WORK TO DO:
Would you transcribe the whole listing exactly, minus its pictures?
— Start —
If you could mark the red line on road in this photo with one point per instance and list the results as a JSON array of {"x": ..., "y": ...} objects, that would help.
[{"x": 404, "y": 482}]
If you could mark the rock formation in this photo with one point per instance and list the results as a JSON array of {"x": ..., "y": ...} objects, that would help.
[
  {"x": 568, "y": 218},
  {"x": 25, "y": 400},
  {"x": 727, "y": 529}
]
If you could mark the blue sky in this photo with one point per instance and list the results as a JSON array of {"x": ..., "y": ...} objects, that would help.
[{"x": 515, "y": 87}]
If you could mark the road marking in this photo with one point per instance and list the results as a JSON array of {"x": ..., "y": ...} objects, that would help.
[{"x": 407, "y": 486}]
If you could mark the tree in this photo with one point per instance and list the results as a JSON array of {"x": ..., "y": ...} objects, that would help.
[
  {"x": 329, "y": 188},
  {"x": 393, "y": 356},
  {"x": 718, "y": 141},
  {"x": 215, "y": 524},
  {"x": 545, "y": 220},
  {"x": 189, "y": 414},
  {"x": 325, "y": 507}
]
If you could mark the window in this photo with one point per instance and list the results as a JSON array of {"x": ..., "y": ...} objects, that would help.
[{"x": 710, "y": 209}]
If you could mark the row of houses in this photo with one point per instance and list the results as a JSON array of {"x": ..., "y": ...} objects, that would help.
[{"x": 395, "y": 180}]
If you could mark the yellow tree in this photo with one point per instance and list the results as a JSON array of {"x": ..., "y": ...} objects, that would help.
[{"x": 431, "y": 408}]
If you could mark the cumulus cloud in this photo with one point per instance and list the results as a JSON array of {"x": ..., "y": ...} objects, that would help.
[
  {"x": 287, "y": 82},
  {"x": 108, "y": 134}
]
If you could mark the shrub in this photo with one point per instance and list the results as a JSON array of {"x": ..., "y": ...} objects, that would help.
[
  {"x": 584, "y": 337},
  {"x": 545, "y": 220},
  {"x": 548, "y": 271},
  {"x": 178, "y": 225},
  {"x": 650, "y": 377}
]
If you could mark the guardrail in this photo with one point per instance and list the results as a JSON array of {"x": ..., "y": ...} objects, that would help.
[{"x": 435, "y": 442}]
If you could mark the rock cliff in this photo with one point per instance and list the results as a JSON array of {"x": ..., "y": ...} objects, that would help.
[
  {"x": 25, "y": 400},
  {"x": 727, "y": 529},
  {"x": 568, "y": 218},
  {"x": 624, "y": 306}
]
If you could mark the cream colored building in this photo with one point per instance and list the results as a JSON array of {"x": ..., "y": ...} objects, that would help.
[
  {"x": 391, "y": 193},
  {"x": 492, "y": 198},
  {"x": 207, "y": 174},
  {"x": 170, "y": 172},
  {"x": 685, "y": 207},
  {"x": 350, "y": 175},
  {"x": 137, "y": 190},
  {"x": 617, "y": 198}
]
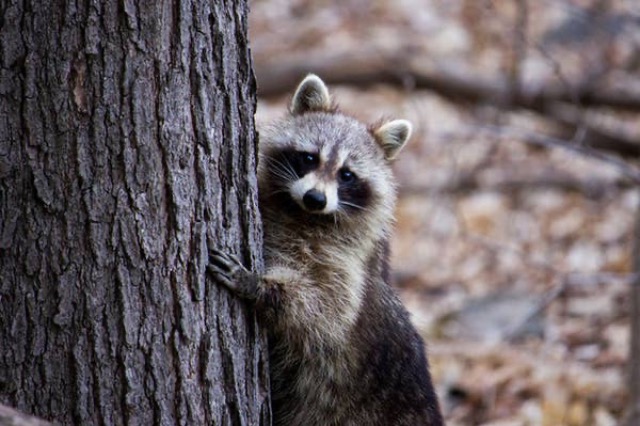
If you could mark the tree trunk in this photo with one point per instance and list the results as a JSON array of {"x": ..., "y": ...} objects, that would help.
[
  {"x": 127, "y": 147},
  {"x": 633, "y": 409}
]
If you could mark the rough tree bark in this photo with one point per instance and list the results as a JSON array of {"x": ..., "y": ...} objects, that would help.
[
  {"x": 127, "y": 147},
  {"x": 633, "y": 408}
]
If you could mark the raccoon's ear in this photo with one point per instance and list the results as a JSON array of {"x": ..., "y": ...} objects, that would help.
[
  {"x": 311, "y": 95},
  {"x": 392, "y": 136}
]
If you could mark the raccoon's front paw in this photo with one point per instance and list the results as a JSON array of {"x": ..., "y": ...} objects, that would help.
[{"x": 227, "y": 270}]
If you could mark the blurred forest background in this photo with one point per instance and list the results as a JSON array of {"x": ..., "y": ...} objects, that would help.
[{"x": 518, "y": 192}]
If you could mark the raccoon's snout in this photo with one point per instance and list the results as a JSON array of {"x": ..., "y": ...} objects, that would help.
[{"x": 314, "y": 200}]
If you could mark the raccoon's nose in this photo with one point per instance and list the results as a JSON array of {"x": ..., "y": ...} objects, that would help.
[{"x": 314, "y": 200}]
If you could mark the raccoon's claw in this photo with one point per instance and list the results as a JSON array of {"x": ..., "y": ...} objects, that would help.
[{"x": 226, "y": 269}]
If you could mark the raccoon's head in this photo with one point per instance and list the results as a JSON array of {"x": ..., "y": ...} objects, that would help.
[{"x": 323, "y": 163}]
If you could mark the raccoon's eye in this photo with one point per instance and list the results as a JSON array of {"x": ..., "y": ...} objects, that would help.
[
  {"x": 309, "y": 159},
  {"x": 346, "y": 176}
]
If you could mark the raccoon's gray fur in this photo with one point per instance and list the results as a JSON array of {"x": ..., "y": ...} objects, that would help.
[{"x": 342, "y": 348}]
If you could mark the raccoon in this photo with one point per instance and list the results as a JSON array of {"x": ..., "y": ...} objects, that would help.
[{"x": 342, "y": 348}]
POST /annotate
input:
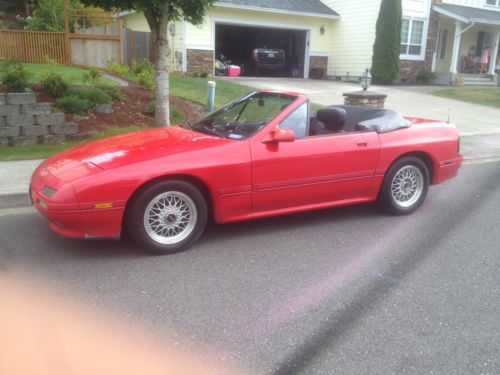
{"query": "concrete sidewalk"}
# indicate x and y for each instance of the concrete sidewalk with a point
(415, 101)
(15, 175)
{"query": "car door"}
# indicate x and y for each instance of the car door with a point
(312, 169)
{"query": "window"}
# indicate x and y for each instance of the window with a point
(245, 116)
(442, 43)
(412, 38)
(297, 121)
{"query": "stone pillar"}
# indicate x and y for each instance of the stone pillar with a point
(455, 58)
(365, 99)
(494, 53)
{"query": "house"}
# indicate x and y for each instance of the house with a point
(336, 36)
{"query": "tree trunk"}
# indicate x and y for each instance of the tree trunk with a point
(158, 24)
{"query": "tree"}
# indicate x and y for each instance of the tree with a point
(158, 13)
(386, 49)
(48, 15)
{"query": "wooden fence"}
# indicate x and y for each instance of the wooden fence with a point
— End —
ANSWER TO THIS PROBLEM:
If you could mark the red line on road in this photo with one point per instance and list the results as a JSON array of {"x": ..., "y": ...} objects, that would help.
[{"x": 404, "y": 482}]
If you could mark the rock formation in this photo with one point per instance and list the results as a JSON array of {"x": ..., "y": ...} objects, that would help.
[
  {"x": 568, "y": 218},
  {"x": 25, "y": 400},
  {"x": 727, "y": 529}
]
If you could mark the blue sky in this photo with one point per instance and list the results as a JSON array of {"x": ..., "y": ...} objects, that would help.
[{"x": 515, "y": 87}]
If you could mark the road marking in this photo with one point per instance and list the results as a JSON array of {"x": ..., "y": ...} objects, that would help.
[{"x": 407, "y": 486}]
If you could mark the tree in this photo with one point per instance and list the results as a JSON array of {"x": ..., "y": ...} objects, that would help.
[
  {"x": 329, "y": 188},
  {"x": 393, "y": 356},
  {"x": 718, "y": 141},
  {"x": 215, "y": 524},
  {"x": 545, "y": 220},
  {"x": 189, "y": 414},
  {"x": 325, "y": 507}
]
If you could mark the window in this photo with one point per instance and list the results as a JSON array of {"x": ..., "y": ...} objects, that would help.
[{"x": 710, "y": 209}]
If you could mark the row of houses in this photo with one point per instance and list the results as a JSON array of {"x": ..., "y": ...} objects, that would help.
[{"x": 395, "y": 180}]
If you could mark the yellow tree in this photo with one point per instance and list the results as a JSON array of {"x": ..., "y": ...} objects, that would help.
[{"x": 431, "y": 408}]
If you could mark the cumulus cloud in this photo with one point per instance and list the results as a JSON array of {"x": ..., "y": ...} objects, that would help.
[
  {"x": 287, "y": 82},
  {"x": 108, "y": 134}
]
If you could mark the shrub in this photo with one point per instance and list the results as a JSON array of {"x": ..., "y": ...} objects, that would help.
[
  {"x": 584, "y": 337},
  {"x": 545, "y": 220},
  {"x": 548, "y": 271},
  {"x": 178, "y": 225},
  {"x": 650, "y": 377}
]
If you could mark the guardrail in this photo with one point per instance and list the results as a JSON array of {"x": ..., "y": ...} objects, that would help.
[{"x": 435, "y": 442}]
If you could mark the rock cliff in this photo with one point per instance and list the results as a JSON array of {"x": ..., "y": ...} objects, that would help.
[
  {"x": 25, "y": 400},
  {"x": 727, "y": 529},
  {"x": 568, "y": 218},
  {"x": 624, "y": 306}
]
If you could mark the cream colored building in this photo with one point per instance and list the results as a JSON array of {"x": ..., "y": ...} objects, that would help.
[
  {"x": 391, "y": 193},
  {"x": 492, "y": 198},
  {"x": 207, "y": 174},
  {"x": 170, "y": 172},
  {"x": 685, "y": 207},
  {"x": 350, "y": 175},
  {"x": 137, "y": 190},
  {"x": 617, "y": 198}
]
If you could mark the tree trunk in this photo with one point per instance and list the results as a JSON array of {"x": ..., "y": ...} objects, that would help.
[
  {"x": 127, "y": 147},
  {"x": 633, "y": 409}
]
If you could mark the rough tree bark in this photo with one point per instance and list the results as a JSON array of {"x": ..., "y": ...} objects, that would help.
[
  {"x": 127, "y": 147},
  {"x": 633, "y": 408}
]
If you could mark the raccoon's ear in this photo with one point per instance and list the results as a JSON array of {"x": ..., "y": ...} objects, that would help.
[
  {"x": 311, "y": 95},
  {"x": 392, "y": 136}
]
If you could mark the raccoon's front paw in this photo with one point per instance and list the results as a JSON array of {"x": ..., "y": ...} objects, that would help.
[{"x": 227, "y": 270}]
If you could mark the blurred forest background in this photo with one point per instance and list the results as a JSON array of {"x": ..., "y": ...} objects, that would help.
[{"x": 518, "y": 192}]
If you could mark the raccoon's snout in this photo with one point per instance and list the results as a JSON array of {"x": ..., "y": ...} objects, that would help.
[{"x": 314, "y": 200}]
If you could mark the raccoon's nose in this photo with one point per instance and list the results as a JSON array of {"x": ..., "y": ...} objects, that would help.
[{"x": 314, "y": 200}]
If you could mark the raccoon's claw in this photo with one point per instance and list the results as a JSON array of {"x": ..., "y": ...} objects, that would help.
[{"x": 226, "y": 269}]
If you could mark the raccoon's head in this photo with one point per instance and list the results as a JSON array of {"x": ..., "y": ...} objects, that would help.
[{"x": 323, "y": 163}]
If you could mark the raccoon's eye in this photo with one point per instance and list the results as a JSON array of {"x": ..., "y": ...} objects, that would help.
[
  {"x": 309, "y": 159},
  {"x": 346, "y": 176}
]
If you could mark the raccoon's gray fur in this photo with one point per instance and list the results as a JSON array of {"x": ..., "y": ...} objects, that would help.
[{"x": 342, "y": 348}]
If you could mark the raccoon in this photo with one point per instance and list the results as a JSON array of {"x": ..., "y": ...} objects, that would help.
[{"x": 342, "y": 348}]
POST /annotate
input:
{"query": "concrete sidewalk"}
# indicate x and y for each instance of the concrete sidewalk with a point
(415, 101)
(15, 175)
{"query": "car door"}
# indicate x and y for each instance of the car door with a point
(312, 169)
{"query": "window"}
# indicate x and y for each instance of the window with a point
(245, 116)
(442, 43)
(412, 38)
(297, 121)
{"query": "stone pillar"}
# indicate x and y for each instance of the stone pillar with a point
(455, 58)
(365, 99)
(494, 53)
{"query": "house"}
# indicate x and y for each instance of the house with a point
(336, 36)
{"query": "tree trunk"}
# indicate x and y for each instance of the tree trunk with a point
(158, 24)
{"query": "tree"}
# indicate x and y for each instance of the tree with a point
(158, 13)
(386, 49)
(48, 15)
{"query": "wooden fence"}
# indicate x and y for each instance of the wooden fence with a point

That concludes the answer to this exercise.